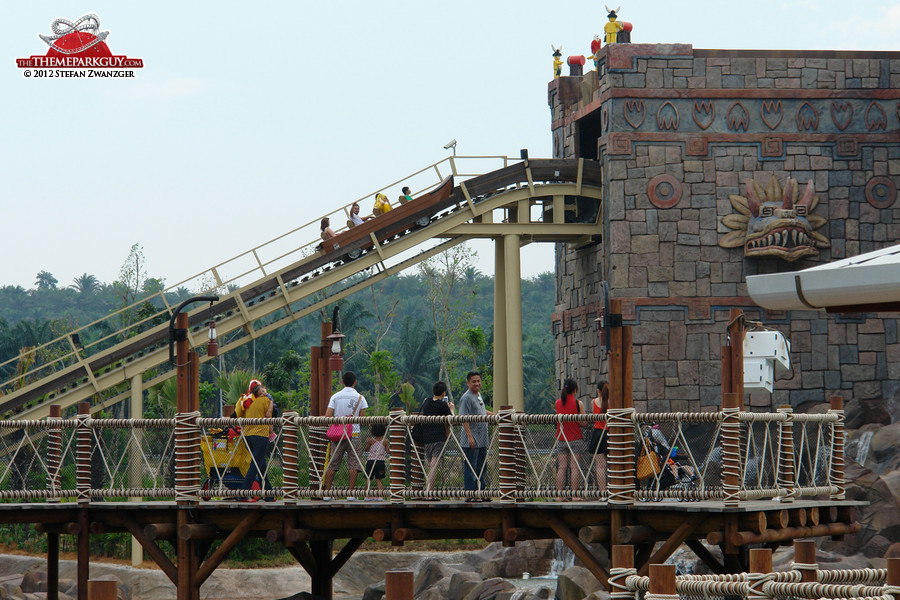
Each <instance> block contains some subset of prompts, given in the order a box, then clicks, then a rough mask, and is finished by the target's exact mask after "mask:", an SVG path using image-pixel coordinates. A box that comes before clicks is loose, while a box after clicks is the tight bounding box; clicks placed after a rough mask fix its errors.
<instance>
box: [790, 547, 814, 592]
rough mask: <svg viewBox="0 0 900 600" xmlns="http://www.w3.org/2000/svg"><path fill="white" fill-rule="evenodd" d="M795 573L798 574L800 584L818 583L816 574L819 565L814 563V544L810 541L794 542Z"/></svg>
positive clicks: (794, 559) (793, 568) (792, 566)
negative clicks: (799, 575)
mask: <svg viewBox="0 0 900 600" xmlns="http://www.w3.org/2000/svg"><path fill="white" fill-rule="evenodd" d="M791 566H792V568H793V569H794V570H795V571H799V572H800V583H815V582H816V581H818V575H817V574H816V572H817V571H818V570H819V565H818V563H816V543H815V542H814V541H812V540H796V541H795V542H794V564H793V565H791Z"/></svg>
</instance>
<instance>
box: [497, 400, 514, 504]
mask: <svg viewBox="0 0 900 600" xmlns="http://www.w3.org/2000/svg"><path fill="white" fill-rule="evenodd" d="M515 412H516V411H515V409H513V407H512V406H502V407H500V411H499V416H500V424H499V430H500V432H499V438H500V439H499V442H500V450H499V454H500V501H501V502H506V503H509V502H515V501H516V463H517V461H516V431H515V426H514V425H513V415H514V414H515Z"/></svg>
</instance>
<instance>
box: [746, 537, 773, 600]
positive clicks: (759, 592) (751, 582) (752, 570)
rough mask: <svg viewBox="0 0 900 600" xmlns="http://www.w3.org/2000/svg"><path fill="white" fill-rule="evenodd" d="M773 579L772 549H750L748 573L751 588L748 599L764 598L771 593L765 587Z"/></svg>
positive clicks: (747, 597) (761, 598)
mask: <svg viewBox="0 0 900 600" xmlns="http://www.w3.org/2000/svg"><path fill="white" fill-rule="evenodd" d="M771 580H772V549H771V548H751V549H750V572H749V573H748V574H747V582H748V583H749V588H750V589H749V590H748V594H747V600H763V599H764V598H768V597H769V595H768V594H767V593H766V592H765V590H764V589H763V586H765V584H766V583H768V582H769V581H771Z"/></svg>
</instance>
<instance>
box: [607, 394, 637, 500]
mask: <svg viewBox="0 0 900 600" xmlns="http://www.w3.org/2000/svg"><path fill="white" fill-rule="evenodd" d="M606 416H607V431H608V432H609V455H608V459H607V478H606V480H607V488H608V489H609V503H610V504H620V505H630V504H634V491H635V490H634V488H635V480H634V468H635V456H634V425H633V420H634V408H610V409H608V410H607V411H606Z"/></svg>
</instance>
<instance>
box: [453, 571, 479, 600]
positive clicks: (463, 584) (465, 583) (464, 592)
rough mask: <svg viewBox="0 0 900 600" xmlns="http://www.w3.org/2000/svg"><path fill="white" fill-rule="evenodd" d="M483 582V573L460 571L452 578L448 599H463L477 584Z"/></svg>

| What is required |
Everything in the records should be repeated exactly except the images.

| Exercise response |
Each <instance> block contains some subset of prompts, given in the order a box, then clicks, then a rough mask, and is finished by the target's exact mask after "mask:", an SVG path using image-pixel coordinates. A box that comes before clicks is loose, while a box after clicks is the tight bounding box; clicks placed after a rough mask fix its errors.
<instance>
box: [790, 547, 814, 592]
rough mask: <svg viewBox="0 0 900 600" xmlns="http://www.w3.org/2000/svg"><path fill="white" fill-rule="evenodd" d="M795 573L798 574L800 584L818 583L816 574L819 565L814 563V544L810 541L794 542Z"/></svg>
positive clicks: (794, 559) (793, 568) (792, 566)
negative clicks: (799, 575)
mask: <svg viewBox="0 0 900 600" xmlns="http://www.w3.org/2000/svg"><path fill="white" fill-rule="evenodd" d="M791 566H792V568H793V569H794V570H795V571H799V572H800V583H815V582H816V581H818V575H817V574H816V572H817V571H818V570H819V565H818V563H816V543H815V542H814V541H812V540H796V541H795V542H794V564H793V565H791Z"/></svg>
</instance>
<instance>
box: [497, 400, 514, 504]
mask: <svg viewBox="0 0 900 600" xmlns="http://www.w3.org/2000/svg"><path fill="white" fill-rule="evenodd" d="M515 412H516V411H515V409H513V407H512V406H502V407H500V411H499V416H500V424H499V430H500V432H499V438H500V439H499V442H500V450H499V454H500V501H501V502H506V503H509V502H515V501H516V463H517V461H516V431H515V426H514V425H513V415H514V414H515Z"/></svg>
</instance>
<instance>
box: [746, 537, 773, 600]
positive clicks: (759, 592) (751, 582) (752, 570)
rough mask: <svg viewBox="0 0 900 600" xmlns="http://www.w3.org/2000/svg"><path fill="white" fill-rule="evenodd" d="M773 579L772 549H750L748 573L751 588L748 599L764 598L771 593L765 587Z"/></svg>
positive clicks: (747, 597) (761, 598)
mask: <svg viewBox="0 0 900 600" xmlns="http://www.w3.org/2000/svg"><path fill="white" fill-rule="evenodd" d="M771 580H772V549H771V548H751V549H750V572H749V573H748V574H747V582H748V583H749V588H750V589H749V590H748V594H747V600H763V599H764V598H768V597H769V595H768V594H767V593H766V592H765V590H764V589H763V586H765V584H766V583H768V582H769V581H771Z"/></svg>
</instance>
<instance>
box: [607, 394, 637, 500]
mask: <svg viewBox="0 0 900 600" xmlns="http://www.w3.org/2000/svg"><path fill="white" fill-rule="evenodd" d="M606 416H607V431H608V432H609V455H608V459H607V478H606V480H607V488H608V489H609V503H610V504H620V505H630V504H634V491H635V490H634V488H635V480H634V468H635V456H634V425H633V420H634V408H610V409H608V410H607V411H606Z"/></svg>
</instance>
<instance>
box: [453, 571, 479, 600]
positive clicks: (463, 584) (465, 583) (464, 592)
rough mask: <svg viewBox="0 0 900 600" xmlns="http://www.w3.org/2000/svg"><path fill="white" fill-rule="evenodd" d="M483 582V573L460 571L452 578L448 599H463L477 584Z"/></svg>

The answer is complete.